Top of EXTRACTED TEXT

My mother was bipolar. She was also an alcoholic. I’m not sure which came first. All I know is that when I was fifteen years old my world was ripped out from underneath me. I’m an only child and up until that point I had a fine life. No problems to speak of. My mother was my best friend. We were attached at the hip and she did anything and everything for me. She was the “cool mom.” Then she went crazy.
She divorced my father after twenty-five years of marriage. Refused to speak to him and wouldn’t really let me speak to him either. From there, it was a whirlwind. There was a suicide attempt. And physical fights. The cops would call me and tell me I had to go pick her up from somewhere because she was drunk and causing a scene. She blew through all our money. One month she’d be staying up for days at a time, running around starting projects and never finishing them. The next month I’d have to drag her out of bed just to take a shower. I spent my sixteenth birthday in a mental hospital. I lived in a hotel for three months. I drove her car for her before I even had a permit because she was too drunk to drive. If I did anything that annoyed her she would say that I drove her to drink. That it was my fault she was this way.
This went on for ten years. I never talked about it. I kept my mouth shut and tried to live life as normally as I could. I didn’t want anyone’s pity. These are the cards I was dealt and I did the best I could, just like anyone else. After a few years, my mother finally let my dad back into the picture and he took over taking care of her. I moved out and distanced myself from her as much as possible. I wouldn’t ignore her if she called but I didn’t go out of my way to keep in touch with her either. She had fallen into a deep depression and it stayed that way for years. There were no more manic episodes. She didn’t remember much from her manic days but she never forgave herself for the things she did remember. She never let go of what she put us through and for hurting us…especially me. She was like a zombie, barely even leaving the couch. I didn’t know her anymore. She wasn’t “mommy”, the beautiful, gentle woman that had raised me. Just an empty shell.
Last October, my mom got sick. She went into the ICU and we discovered she had advanced cirrhosis due to sustained excessive alcohol consumption. They told us there was nothing they could do.
During her last few days, I sat at her bedside holding her hand. She couldn’t talk but she could understand. I told her I was sorry. I told her that I loved her. I told her that I turned out so great because of her and not in spite of her. I told her I wished I had spent more time with her. You always think you have more time than you do. She eventually slipped into a coma and one morning passed away in her sleep.

Bottom of EXTRACTED TEXT
Top of SOURCE MATERIAL

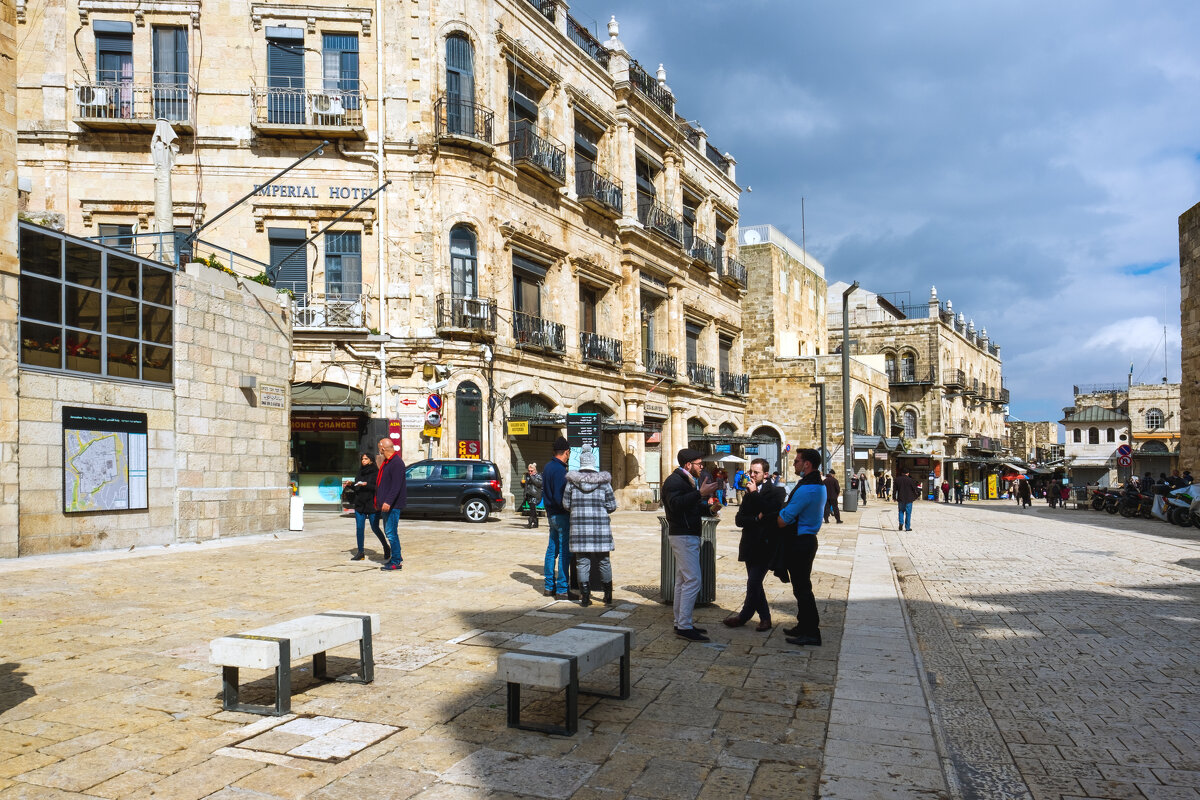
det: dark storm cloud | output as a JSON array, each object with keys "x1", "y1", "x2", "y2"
[{"x1": 571, "y1": 0, "x2": 1200, "y2": 419}]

Bottom of SOURCE MATERIAL

**WHAT IS BEING ASKED**
Continue the personal account of the mother's bipolar disorder and alcoholism from where it ends.

**OUTPUT BELOW**
I will forever regret how I treated my mother those last few years. I couldn’t handle it. I couldn’t handle her. I didn’t understand what she was going through and I didn’t try to. Those of us who don’t have addictions or mental illness can’t really relate to it or fathom what it must be like. I thought she was just being selfish. “How could she do this to me?” It wasn’t until it was too late that I realized that I was the selfish one. How hard it must be to have no control. To be a slave to something. How terrifying it must be to not even be safe in your own head. How can you deal with reality when you can’t even trust your own mind?
She never judged me and her love for me never faltered. Not once. And I should have shown her the same respect. I didn’t. I was mad, hurt, betrayed, and just sick of it. But she didn’t deserve the life she wound up with. She was the sweetest woman you’d ever meet and she was in such pain every single day. Unable to ever escape from it and it eventually killed her.
Addiction is not selfish. Addiction is a disease. It’s pain. Guilt. Regret. Loneliness. Sorrow. It’s feeling lost and confused and seeing no other way out. It’s desperation and heartache and tragedy. Anyone who knew my mother knew that she did not want to be that way. She didn’t choose this. No addict does. She wasn’t having fun. She did it because she felt she needed to. Because she didn’t know what else to do. She did it to escape from her illness, from her regrets, and from the thoughts in her own head.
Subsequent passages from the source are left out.